* _WHAT YOU SHOULD DO_
Reproduce the following lines word for word, leaving out the pictures.

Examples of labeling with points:
..........

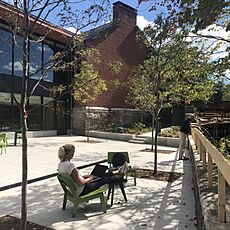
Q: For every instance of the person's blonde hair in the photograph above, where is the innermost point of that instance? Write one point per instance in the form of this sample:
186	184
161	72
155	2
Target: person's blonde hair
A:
65	149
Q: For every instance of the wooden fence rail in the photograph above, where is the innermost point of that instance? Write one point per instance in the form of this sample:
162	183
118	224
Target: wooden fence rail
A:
209	155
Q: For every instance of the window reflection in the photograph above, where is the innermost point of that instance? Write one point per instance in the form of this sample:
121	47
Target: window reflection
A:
5	111
48	63
48	113
35	60
18	54
5	52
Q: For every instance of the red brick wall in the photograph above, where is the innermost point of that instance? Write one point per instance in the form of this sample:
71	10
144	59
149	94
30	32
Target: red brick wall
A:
119	45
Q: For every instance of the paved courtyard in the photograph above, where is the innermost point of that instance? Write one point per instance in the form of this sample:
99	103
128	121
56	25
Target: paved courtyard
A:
151	204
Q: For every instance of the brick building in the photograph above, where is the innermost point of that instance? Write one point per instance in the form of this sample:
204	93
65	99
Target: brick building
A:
117	43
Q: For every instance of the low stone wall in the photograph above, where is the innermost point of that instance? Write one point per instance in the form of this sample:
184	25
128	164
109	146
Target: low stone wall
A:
42	133
164	141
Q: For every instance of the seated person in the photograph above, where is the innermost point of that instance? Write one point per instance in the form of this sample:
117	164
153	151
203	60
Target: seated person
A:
84	183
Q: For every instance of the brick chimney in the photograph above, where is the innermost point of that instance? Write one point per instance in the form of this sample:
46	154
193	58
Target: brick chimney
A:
124	14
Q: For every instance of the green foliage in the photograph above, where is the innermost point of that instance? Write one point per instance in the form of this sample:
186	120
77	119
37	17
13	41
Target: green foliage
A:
175	71
115	67
173	131
224	146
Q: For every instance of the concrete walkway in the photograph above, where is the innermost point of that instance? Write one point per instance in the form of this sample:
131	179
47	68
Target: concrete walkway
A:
151	204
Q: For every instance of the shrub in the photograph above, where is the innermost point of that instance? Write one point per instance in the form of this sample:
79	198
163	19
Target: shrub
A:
224	146
173	131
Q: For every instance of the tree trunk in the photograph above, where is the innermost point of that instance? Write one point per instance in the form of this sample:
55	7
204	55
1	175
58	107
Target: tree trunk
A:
152	132
24	114
24	174
155	150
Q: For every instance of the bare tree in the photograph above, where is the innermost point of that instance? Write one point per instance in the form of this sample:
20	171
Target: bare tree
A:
27	19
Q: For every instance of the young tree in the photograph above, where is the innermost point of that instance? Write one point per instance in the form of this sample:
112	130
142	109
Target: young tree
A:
25	19
175	72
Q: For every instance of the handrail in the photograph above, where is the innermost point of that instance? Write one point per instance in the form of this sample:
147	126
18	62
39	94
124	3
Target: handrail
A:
207	149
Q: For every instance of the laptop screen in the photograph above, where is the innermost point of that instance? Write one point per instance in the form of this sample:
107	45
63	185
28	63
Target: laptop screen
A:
99	170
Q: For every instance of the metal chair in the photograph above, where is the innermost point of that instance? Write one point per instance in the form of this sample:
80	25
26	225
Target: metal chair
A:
130	170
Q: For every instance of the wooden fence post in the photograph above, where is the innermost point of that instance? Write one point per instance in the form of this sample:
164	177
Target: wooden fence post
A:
210	165
203	155
221	197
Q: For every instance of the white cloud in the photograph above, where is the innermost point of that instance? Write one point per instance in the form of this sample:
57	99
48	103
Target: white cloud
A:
142	22
72	29
215	31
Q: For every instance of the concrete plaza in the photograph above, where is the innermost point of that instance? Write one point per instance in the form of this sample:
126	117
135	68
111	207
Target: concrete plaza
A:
151	204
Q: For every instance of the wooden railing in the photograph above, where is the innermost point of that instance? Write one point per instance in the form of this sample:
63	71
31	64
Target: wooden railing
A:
209	155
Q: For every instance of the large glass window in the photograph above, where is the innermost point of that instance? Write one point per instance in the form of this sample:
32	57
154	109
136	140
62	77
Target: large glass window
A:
18	55
48	63
5	52
5	111
48	113
35	59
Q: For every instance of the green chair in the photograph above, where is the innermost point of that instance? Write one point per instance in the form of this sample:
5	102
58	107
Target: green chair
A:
130	170
3	141
70	193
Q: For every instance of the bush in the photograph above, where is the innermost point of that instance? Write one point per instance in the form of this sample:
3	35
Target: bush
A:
224	146
173	131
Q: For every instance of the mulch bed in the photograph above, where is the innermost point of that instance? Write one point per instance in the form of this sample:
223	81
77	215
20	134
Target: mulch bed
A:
164	151
160	175
12	223
90	141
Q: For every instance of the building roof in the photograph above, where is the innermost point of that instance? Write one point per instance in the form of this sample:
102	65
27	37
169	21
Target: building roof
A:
100	31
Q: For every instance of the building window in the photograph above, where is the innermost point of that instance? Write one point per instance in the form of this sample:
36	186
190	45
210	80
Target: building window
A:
5	52
16	113
48	63
35	60
5	111
34	117
18	56
48	113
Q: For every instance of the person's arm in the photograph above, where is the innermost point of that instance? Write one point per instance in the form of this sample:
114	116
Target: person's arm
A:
79	179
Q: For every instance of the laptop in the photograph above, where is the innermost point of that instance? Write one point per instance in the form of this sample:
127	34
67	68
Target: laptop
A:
98	172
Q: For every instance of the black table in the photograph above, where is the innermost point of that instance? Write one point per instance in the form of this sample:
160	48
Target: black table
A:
121	183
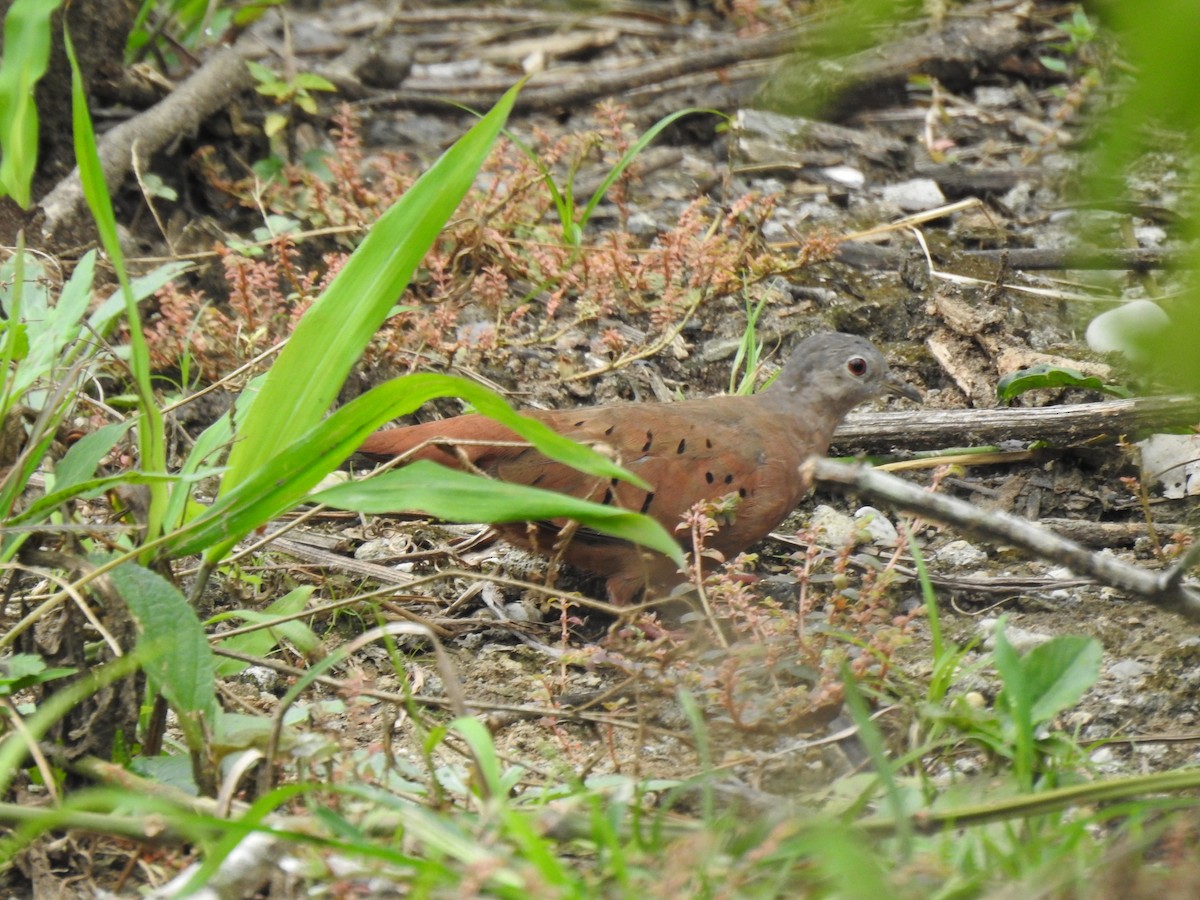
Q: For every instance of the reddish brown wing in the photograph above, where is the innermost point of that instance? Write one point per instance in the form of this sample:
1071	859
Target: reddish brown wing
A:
688	451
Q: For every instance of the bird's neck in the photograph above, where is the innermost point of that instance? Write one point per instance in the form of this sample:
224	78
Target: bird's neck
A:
808	411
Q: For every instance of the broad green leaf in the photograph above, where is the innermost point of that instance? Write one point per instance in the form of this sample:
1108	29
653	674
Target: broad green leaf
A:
184	673
330	336
24	670
286	479
435	490
81	461
27	53
1047	376
261	643
1060	672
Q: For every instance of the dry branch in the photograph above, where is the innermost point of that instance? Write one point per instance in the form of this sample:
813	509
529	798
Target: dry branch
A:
935	429
1165	589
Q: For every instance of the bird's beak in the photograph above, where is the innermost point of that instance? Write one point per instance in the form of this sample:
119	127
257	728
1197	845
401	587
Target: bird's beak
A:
898	388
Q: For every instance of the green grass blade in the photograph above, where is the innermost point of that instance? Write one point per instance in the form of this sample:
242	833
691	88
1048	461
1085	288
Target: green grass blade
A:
151	441
333	333
461	497
286	479
27	53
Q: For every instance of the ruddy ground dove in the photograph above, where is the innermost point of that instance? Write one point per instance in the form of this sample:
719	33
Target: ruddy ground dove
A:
689	451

..........

* _EXERCISE RESULT_
Q: For every instance of the person's blonde hair in the photograph above, where is the innermost point of that instance? Write one point per instance in the form of this sample:
186	184
161	72
155	2
Target: person's blonde hair
A:
65	149
Q: For every instance of the wooden fence rail in the photograph above, where is the innermost point of that instance? Write one point per instance in the form of this sample:
162	183
118	224
Target: wooden fence rail
A:
209	155
Q: For every instance of the window reflection in the photograph above, where is the innermost point of that instance? Write one point per instance in the form of this sample:
121	47
Target: window reflection
A:
5	111
48	63
48	113
35	60
18	54
5	52
Q: For every instance of the red brick wall in the photograph above, where is the innermost point of that instance? Write one point per instance in the form of this sample:
71	10
144	59
149	94
30	32
Target: red brick wall
A:
119	45
Q: For every instance of the paved courtyard in the photograph above, where is the innermost point of that instance? Write one point per instance in the form of this sample:
99	103
128	121
56	25
Target: paved courtyard
A:
151	204
Q: For every instance of the brick building in the photograph above, where is the innermost point of that instance? Write one point per instance in the form of this sample:
204	93
65	99
Target: brick building
A:
117	43
Q: For every instance of the low stone wall in the photograph above, where is the innermost point of that instance? Write one point per instance in the form of this sample:
184	25
128	164
109	146
Target: low stone wall
A:
42	133
164	141
Q: For every instance of the seated person in the photograph above, where is the innermost point of that instance? Write one point per instance in the form of this sample:
117	164
153	151
203	60
Target: seated person
A:
84	183
Q: For every instance of the brick chimney in the photograph above, where is the innermost point of that instance? Write one point per instance in the form of this sample:
46	154
193	58
Target: brick chimney
A:
124	14
Q: For every instance of the green foliage in the photograph above, where is the innermost point of that instance? Write one point per instance in the form of this sample:
186	120
77	119
37	17
13	41
Target: green foliage
A:
175	71
115	67
173	131
224	146
Q: For every instance of the concrete walkway in the photograph above, where is the innermost point of that instance? Write one point per instance in the form of this sample:
131	179
47	68
Target: concrete walkway
A:
151	204
Q: For every instance of the shrub in the photograph above, where is the innermost point of that instance? Write one point per instance in the form of this sample:
79	198
163	19
Target: shrub
A:
224	146
173	131
Q: For every instance of the tree trunk in the photograph above, where is the innermost point of that instance? Write one point per instance in the form of this sample:
55	7
204	55
1	175
58	107
Target: tree trunk
A:
152	132
24	114
24	174
155	150
Q: For every instance of the bare tree in the photograph above, where is the innermost point of that instance? Write one point per instance in the form of this sample:
20	171
Target: bare tree
A:
27	19
Q: For every instance of the young tree in the photograph above, where is the innermost point of that instance? Write one point per instance in the form of this sample:
112	130
142	109
Target: young tree
A:
25	19
175	72
Q: For every instance of the handrail in the photograph above, where is the innermost point of that instance? Write one point per instance in the form of this sample:
147	126
18	62
39	94
124	3
Target: handrail
A:
207	149
Q: For every instance of the laptop screen in the photograph above, where is the innermost point of that instance? Write one point per instance in the form of this sample:
107	45
63	185
28	63
Target: laptop screen
A:
99	170
Q: For every instance of the metal chair in the photograph above, where is the innermost point of that instance? Write one point per instance in the form of this sample:
80	25
26	225
Target: metal chair
A:
130	170
Q: For every instance of the wooden fence post in the photograph above, where is the innermost point of that instance? Write one point per instance in the form of this sample:
164	177
Target: wooden fence post
A:
210	165
203	155
221	197
Q: For every instance of the white cloud in the photograph above, where is the innermost point of that instance? Write one point per instance in the form of this sample:
57	99
48	103
Target: white cloud
A:
142	22
72	29
215	31
Q: For every instance of the concrete plaza in the photograph above, where is the innermost point of that instance? Write one point per instance in the form of this sample:
126	117
135	68
111	207
Target: concrete plaza
A:
151	204
Q: For every instance of the wooden railing in the photograph above, where is the innermost point of that instance? Write one point per instance in the form of this sample:
63	71
31	64
Target: wooden railing
A:
209	155
Q: For every instance of the large glass window in the photograph above, where is the innermost point of that instance? Write one point per instance in the form of this sample:
32	57
154	109
136	140
62	77
Target: large glass window
A:
18	55
48	63
5	52
5	111
48	113
35	59
Q: For every instance of the green chair in the photograph above, where is the innermost point of that instance? Write one point per instance in the form of this sample:
5	102
58	107
Target: green chair
A:
130	170
3	141
70	193
Q: For every instance of the bush in the photograph above, where is the innermost point of that instance? Write one point per instance in the form of this sample:
3	35
Target: bush
A:
224	146
173	131
Q: For every instance of the mulch bed in the photograph above, where is the innermost point of that instance? Write one point per instance in the form of this sample:
223	81
77	215
20	134
Target: mulch bed
A:
164	151
160	175
12	223
90	141
Q: For every instance of the building roof in the photograph above, where is the innermost point of that instance? Write one point per instance in the form of this sample:
102	65
27	37
169	21
Target: building roof
A:
100	31
Q: For every instance of the building window in the photograph above, where is the innermost point of that instance? Write one point per instance in the form of this sample:
36	186
190	45
210	80
Target: building window
A:
5	52
16	113
48	63
35	60
5	111
34	117
18	56
48	113
Q: For every instance of the person's arm in the photograph above, where is the innermost point of that instance? Write one point per instance in the form of this sample:
114	116
Target: person's arm
A:
79	179
Q: For every instance of the laptop in the photograph above, where is the innermost point of that instance? Write one point per instance in the form of this sample:
127	34
67	68
Target: laptop
A:
98	172
Q: For every instance of the black table in the photograph above, where is the innermost point of that instance? Write one point per instance in the form of this sample:
160	48
Target: black table
A:
121	183
Q: For every instance of the reddish brown wing in the photograph above, where is the innermost point of that instance? Write one point per instance in the form of this sample:
1071	859
Target: reddish brown wing
A:
688	451
Q: For every instance of the bird's neck in the photograph above, where is the innermost point of that instance? Write one point per instance in the form of this sample:
224	78
Target: bird's neck
A:
808	411
Q: For every instance of the broad green leaf in the photograph above, where is the innermost point of that instance? Write one point per instance in the form of this sample:
1108	29
653	674
Target: broad green leaf
A:
184	673
330	336
24	670
286	479
435	490
81	461
27	53
1047	376
261	643
1060	672
Q: For every instance of the dry branch in the photograph above, where is the innermost point of that instance? Write one point per instance in the form of this sample:
813	509
529	798
Target: dry branch
A:
935	429
1165	589
Q: For every instance of the bird's beak in the photograph above, where is the innermost point of that instance? Write one point per instance in the form of this sample:
119	127
257	728
1197	845
401	587
Target: bird's beak
A:
898	388
Q: For every instance of the green grass blade in the photograph above, where is the innermost point of that instance? Write one point per instance in the form of this sample:
242	833
691	88
1048	461
1085	288
Target: green grass blade
A:
151	441
333	333
461	497
286	479
27	53
Q: For every instance of the ruddy ground dove in the photograph above, where is the innermost point of that instance? Write one point per instance in the form of this sample:
719	33
Target: ruddy ground dove
A:
689	451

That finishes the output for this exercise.